Add -58 to every x and y coordinate in the answer outlines, and write out again everything from the start of the rows up to and including the line with "89), (271, 90)]", requests included. Leave the request lines and their format samples unchanged.
○ ○ ○ ○ ○ ○ ○
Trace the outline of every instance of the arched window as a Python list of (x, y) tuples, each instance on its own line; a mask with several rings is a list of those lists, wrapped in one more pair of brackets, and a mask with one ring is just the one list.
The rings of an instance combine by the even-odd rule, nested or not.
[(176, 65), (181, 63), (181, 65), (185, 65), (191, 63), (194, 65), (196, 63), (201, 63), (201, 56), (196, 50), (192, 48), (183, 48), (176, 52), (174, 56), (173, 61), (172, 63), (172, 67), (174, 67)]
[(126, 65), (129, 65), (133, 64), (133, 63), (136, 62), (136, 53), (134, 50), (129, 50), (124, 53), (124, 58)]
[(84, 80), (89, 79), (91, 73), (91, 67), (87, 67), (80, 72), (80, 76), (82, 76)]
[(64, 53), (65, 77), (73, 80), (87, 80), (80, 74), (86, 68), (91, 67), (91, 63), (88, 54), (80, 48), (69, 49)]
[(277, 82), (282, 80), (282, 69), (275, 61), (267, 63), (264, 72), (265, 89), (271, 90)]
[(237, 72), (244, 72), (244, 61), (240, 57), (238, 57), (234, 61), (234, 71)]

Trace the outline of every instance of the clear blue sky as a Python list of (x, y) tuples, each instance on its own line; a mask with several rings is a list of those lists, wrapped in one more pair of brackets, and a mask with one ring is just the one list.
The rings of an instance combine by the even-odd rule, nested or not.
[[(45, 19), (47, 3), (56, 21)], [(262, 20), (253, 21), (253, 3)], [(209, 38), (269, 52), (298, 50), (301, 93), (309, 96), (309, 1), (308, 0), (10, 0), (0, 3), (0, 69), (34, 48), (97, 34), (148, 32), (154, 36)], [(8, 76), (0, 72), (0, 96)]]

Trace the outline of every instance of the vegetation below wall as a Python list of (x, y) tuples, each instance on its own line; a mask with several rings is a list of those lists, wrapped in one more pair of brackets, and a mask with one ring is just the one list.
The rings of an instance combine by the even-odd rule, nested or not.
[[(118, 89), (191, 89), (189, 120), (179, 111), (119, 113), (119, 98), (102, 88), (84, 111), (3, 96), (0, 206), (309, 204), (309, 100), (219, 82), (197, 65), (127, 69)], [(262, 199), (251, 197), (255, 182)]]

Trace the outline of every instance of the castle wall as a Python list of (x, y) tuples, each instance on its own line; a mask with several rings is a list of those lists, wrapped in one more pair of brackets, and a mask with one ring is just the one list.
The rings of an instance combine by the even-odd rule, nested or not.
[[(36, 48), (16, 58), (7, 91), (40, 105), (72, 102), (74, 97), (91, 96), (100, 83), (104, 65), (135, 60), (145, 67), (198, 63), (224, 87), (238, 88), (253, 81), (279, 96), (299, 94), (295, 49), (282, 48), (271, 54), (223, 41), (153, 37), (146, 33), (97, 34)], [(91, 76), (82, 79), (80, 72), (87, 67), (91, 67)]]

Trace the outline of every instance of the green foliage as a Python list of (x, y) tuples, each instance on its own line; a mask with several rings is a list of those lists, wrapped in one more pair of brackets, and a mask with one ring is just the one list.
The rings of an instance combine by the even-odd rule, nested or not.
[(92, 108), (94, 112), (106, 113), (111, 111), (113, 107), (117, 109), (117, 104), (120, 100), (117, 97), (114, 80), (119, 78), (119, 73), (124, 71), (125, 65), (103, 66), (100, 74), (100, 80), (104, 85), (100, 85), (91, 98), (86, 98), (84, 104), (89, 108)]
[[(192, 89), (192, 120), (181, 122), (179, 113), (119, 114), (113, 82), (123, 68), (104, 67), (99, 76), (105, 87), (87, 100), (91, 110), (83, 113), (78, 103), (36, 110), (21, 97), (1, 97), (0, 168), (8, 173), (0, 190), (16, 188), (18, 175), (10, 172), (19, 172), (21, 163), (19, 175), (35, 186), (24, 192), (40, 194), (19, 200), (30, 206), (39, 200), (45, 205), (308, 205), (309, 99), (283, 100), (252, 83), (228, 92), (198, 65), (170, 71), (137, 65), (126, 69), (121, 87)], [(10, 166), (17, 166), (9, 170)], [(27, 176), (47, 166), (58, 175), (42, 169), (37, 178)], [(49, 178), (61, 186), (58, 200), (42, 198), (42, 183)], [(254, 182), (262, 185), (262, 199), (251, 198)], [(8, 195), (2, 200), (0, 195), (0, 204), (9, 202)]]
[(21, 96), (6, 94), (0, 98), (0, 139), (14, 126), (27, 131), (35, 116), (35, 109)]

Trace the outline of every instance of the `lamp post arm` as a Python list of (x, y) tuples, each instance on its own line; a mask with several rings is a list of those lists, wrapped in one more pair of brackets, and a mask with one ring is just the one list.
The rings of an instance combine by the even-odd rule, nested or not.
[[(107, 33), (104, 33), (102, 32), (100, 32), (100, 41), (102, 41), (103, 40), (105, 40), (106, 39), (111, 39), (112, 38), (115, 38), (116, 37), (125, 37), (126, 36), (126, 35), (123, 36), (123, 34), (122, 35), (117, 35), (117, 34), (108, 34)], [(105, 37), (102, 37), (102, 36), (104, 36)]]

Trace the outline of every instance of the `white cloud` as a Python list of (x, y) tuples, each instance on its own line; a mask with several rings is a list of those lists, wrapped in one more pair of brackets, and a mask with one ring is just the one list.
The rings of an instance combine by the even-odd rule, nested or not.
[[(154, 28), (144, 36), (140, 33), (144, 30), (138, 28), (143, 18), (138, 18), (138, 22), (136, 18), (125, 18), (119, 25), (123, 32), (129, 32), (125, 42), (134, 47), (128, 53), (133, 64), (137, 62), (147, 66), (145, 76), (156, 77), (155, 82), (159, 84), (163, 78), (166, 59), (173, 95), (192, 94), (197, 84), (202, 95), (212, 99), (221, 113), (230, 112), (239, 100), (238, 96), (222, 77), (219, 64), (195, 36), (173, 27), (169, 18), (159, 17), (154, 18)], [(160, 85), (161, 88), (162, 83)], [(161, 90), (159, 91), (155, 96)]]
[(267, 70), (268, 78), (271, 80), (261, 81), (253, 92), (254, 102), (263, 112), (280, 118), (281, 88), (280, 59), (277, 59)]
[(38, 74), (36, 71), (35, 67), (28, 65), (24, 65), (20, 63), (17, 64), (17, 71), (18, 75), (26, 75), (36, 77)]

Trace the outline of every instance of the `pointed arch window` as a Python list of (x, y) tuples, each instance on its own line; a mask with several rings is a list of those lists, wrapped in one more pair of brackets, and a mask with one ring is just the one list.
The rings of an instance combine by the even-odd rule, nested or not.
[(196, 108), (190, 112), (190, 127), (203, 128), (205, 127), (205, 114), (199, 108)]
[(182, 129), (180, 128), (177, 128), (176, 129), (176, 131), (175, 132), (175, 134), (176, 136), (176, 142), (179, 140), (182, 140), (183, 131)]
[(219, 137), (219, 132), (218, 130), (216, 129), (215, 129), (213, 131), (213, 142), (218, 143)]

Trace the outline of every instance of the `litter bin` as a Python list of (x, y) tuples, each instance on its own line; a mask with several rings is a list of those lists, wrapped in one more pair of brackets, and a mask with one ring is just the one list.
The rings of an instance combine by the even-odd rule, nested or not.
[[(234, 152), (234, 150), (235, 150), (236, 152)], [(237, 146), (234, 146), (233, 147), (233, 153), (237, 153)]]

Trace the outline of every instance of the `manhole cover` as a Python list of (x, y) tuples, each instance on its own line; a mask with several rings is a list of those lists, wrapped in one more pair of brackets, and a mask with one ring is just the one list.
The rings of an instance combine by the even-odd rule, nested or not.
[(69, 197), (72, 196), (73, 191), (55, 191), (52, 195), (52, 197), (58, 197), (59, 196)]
○ ○ ○ ○ ○ ○ ○
THE SOLUTION:
Trace the outline of every instance of the arched window as a Python list of (x, y) tuples, each instance on its own line; a mask with several rings is a list of those lists, wrapped in one more pair of brackets, and a mask with one ring is just the one list.
The rings of an instance combine by the even-odd rule, nested or not.
[(118, 7), (123, 5), (123, 7), (127, 7), (133, 5), (136, 7), (138, 5), (143, 5), (143, -2), (138, -8), (134, -10), (125, -10), (118, -6), (116, -2), (115, 3), (114, 5), (114, 9), (116, 9)]
[(68, 7), (71, 7), (75, 6), (75, 5), (78, 4), (78, -5), (76, -8), (71, -8), (66, -5), (66, 0)]
[(26, 22), (31, 21), (33, 15), (33, 9), (29, 9), (22, 14), (22, 18), (24, 18)]
[(6, -5), (7, 19), (15, 22), (29, 22), (22, 16), (28, 10), (33, 9), (33, 5), (30, -4), (22, -10), (11, -9)]
[(219, 24), (224, 22), (224, 11), (217, 3), (209, 5), (206, 14), (207, 31), (213, 32)]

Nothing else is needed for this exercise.